- **Material**:
Start
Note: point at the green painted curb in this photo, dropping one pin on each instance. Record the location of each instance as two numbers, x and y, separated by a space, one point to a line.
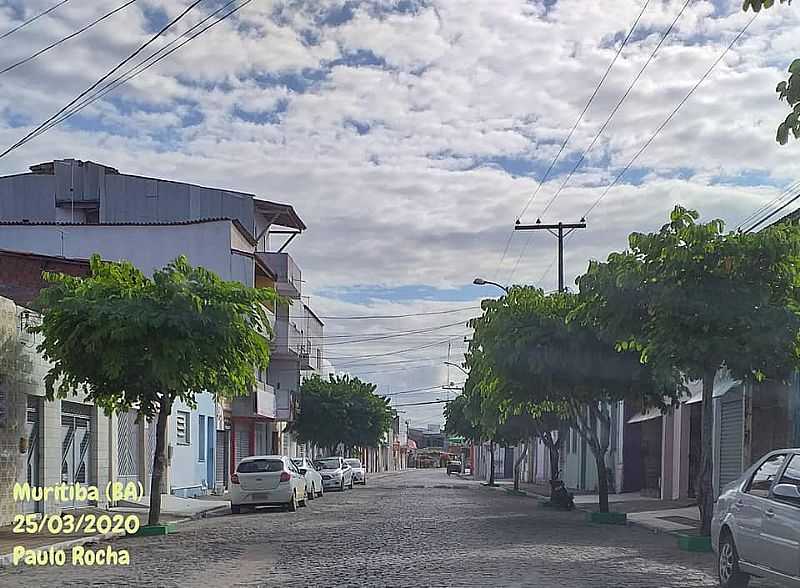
694 543
608 518
156 530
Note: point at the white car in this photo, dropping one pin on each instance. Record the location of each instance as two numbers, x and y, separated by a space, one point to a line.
755 531
267 480
313 477
359 471
335 472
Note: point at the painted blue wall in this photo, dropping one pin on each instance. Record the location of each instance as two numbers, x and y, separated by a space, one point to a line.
188 474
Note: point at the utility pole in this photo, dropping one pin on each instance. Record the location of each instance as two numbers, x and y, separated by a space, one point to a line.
557 230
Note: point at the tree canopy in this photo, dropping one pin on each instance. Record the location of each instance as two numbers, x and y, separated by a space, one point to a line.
788 90
342 410
132 342
696 299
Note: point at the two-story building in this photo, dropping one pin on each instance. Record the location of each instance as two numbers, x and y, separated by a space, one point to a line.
72 208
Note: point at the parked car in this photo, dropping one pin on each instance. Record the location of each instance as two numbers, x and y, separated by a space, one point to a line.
313 477
453 467
359 471
267 480
335 473
755 530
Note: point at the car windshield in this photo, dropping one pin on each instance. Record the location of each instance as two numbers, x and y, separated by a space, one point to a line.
328 464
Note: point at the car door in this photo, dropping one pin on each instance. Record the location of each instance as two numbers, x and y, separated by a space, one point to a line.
780 529
260 475
749 510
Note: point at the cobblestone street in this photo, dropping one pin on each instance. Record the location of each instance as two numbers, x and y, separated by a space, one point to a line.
415 528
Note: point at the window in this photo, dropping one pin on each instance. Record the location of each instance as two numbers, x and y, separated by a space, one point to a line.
765 475
201 437
182 425
792 473
260 466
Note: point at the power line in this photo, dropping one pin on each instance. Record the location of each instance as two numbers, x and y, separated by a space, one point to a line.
769 216
617 107
144 65
397 352
753 215
422 403
33 18
130 57
672 114
575 126
393 316
67 38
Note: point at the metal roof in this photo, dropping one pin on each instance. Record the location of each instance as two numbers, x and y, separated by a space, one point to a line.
239 226
283 215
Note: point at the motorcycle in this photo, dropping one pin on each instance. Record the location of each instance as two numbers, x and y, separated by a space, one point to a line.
560 496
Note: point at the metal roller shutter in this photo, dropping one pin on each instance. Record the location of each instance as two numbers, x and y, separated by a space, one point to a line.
731 437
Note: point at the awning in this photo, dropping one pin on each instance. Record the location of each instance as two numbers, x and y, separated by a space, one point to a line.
723 383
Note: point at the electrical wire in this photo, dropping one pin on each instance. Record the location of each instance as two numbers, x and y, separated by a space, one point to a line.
143 66
574 127
33 18
672 114
67 38
789 191
616 108
88 90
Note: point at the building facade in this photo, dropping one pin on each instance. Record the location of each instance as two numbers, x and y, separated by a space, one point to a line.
71 208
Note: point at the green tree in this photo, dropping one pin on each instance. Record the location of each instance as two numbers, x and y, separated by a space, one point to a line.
342 411
129 341
550 341
697 299
788 90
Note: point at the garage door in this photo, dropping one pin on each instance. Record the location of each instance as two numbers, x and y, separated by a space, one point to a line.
731 437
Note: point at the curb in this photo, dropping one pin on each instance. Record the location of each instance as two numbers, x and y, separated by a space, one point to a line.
6 559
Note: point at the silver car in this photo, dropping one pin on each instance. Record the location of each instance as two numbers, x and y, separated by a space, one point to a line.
756 526
359 471
336 474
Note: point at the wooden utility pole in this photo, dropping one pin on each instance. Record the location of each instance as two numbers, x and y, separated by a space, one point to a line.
558 231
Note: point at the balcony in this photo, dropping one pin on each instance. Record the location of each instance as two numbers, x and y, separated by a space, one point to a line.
288 275
284 406
260 403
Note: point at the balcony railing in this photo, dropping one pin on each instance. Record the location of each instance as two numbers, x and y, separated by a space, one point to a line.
260 403
289 278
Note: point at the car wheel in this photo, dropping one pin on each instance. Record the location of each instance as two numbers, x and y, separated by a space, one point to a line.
730 576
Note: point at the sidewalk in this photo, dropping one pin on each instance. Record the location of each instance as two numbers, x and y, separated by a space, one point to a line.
173 510
663 516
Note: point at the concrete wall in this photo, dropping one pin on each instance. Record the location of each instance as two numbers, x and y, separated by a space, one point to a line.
187 474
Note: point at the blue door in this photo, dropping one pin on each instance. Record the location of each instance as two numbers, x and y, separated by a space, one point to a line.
210 436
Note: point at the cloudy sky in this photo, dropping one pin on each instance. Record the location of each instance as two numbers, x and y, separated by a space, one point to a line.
410 135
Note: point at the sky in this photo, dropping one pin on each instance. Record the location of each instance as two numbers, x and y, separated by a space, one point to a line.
411 134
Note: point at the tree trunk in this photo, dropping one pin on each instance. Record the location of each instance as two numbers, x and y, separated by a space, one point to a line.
518 466
491 469
705 479
159 461
602 480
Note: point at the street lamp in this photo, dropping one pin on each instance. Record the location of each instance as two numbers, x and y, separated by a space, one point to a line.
482 282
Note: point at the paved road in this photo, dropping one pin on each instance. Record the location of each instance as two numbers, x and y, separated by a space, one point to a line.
415 528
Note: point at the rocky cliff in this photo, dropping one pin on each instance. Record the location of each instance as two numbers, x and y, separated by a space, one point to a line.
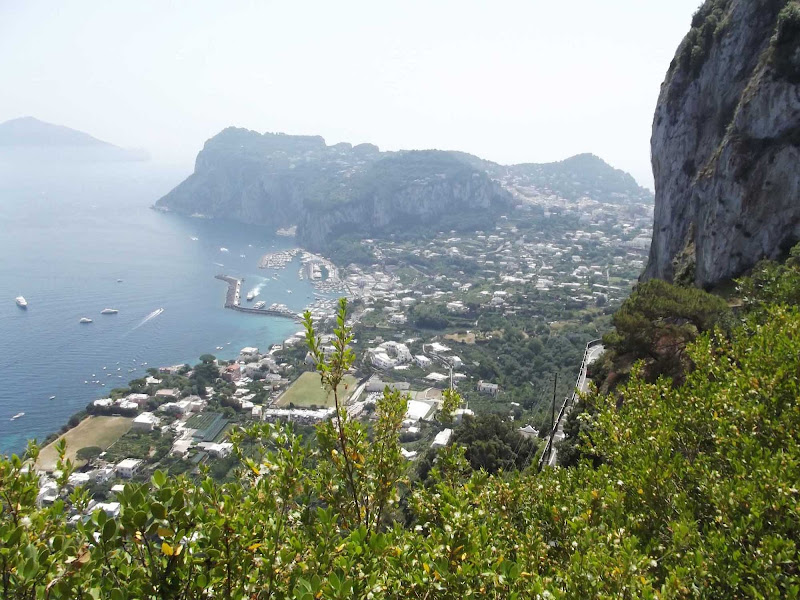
725 144
280 180
332 191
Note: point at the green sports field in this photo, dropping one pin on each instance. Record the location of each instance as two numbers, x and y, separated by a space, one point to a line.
307 391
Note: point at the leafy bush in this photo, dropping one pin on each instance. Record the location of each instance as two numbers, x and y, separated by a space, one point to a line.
695 495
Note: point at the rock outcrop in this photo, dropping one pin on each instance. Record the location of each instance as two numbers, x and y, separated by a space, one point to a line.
343 190
280 180
725 144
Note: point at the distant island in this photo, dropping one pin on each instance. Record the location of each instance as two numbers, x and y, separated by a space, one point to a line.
343 191
28 137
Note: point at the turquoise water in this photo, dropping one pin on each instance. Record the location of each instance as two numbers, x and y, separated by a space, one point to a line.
67 234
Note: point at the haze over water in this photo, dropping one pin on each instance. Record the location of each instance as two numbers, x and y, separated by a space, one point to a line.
69 232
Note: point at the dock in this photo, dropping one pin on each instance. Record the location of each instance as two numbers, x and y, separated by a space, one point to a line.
233 297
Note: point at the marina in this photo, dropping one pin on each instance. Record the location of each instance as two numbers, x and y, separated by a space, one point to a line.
233 301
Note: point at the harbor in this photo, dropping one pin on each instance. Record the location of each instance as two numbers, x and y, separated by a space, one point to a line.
233 301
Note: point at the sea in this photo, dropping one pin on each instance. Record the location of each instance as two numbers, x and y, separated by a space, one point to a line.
77 238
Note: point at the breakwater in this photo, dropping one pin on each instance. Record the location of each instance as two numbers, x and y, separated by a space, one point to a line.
233 296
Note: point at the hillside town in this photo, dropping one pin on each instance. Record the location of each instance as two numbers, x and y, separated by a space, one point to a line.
425 316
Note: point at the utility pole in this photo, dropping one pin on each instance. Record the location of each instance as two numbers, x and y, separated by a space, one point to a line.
553 421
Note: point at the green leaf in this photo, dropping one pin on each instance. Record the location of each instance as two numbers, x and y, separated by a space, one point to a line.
109 529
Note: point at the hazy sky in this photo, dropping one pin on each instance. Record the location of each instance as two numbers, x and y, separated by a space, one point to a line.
511 81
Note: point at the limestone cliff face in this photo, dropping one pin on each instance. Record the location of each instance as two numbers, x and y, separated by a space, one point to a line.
280 180
725 144
421 203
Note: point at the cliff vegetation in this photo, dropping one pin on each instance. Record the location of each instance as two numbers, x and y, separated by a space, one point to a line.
688 490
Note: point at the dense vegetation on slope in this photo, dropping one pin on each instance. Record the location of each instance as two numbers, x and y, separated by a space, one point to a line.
692 492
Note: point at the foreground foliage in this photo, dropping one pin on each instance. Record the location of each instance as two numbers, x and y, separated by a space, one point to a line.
695 495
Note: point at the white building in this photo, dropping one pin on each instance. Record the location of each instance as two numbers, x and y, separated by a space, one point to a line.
422 360
128 468
146 421
139 399
382 360
488 388
442 438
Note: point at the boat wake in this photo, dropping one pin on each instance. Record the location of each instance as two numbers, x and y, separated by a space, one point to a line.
149 317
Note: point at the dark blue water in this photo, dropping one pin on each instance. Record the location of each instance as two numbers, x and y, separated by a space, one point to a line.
66 235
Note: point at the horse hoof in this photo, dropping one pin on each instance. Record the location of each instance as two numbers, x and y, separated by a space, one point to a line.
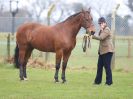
21 79
56 81
64 81
25 79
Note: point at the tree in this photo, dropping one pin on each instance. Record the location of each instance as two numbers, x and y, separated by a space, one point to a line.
130 5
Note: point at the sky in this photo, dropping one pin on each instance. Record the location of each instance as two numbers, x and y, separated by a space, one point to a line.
122 11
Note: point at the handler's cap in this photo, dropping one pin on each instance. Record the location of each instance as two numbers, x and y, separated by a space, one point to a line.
101 20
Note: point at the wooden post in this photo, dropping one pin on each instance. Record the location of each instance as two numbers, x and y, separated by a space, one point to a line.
129 48
8 47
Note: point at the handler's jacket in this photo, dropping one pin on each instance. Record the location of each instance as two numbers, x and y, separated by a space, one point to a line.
End
- **Stated goal**:
Express the rows from the line containing "Note: point at the foreground" through the end of the rows, both included, as a JSON list of strings with one string per line and blank lines omitted. Leave the pictures out of the answer.

- **Complete answer**:
[
  "Note: point at the foreground foliage in this photo, dropping one pin on each instance. Record the location of each instance as two numbers, x and y, separated by a space, one point to a line.",
  "695 495",
  "Note: point at the white building in this photo, dropping one pin on each instance. Record the location of each instance as two numbers, x and y, separated by a space, one point to a line.",
  "422 360",
  "128 468",
  "146 421",
  "139 399",
  "382 360",
  "488 388",
  "442 438",
  "Note: point at the boat wake in this photo, dropping one pin on each instance. Record the location of each instance as two numbers, x and y, separated by a space, one point to a line.",
  "149 317",
  "Note: point at the dark blue water in this photo, dropping one pin on each instance. Record the location of each instance as two numbers, x and y, separated by a space, one point to a line.",
  "66 235",
  "Note: point at the horse hoof in this photo, dropping one pin on each instance. Record the location of each instance as two numbers, x and y, separated by a space, one point to a line.",
  "21 79",
  "56 81",
  "64 81",
  "25 79",
  "Note: point at the tree in this photo, dropping one pin on each instance. Record the location of each instance as two numbers, x and y, separated by a space, one point to a line.",
  "130 5",
  "Note: point at the sky in this photo, dropping one pin on each instance. Record the location of each instance as two numbers, x and y, separated by a space, one point to a line.",
  "122 11",
  "Note: point at the handler's cap in this photo, dropping one pin on each instance. Record the location of each instance as two numbers, x and y, separated by a space, one point to a line.",
  "101 20",
  "Note: point at the wooden post in this photo, dropping one pin on each instance. Record the location of each instance as two numbers, x and y, separated by a space, one point to a line.",
  "129 48",
  "8 47",
  "Note: point at the handler's jacket in this photo, dropping one pin on each instance. Record the location of each instance as two numbers, x and y, separated by a space, one point to a line."
]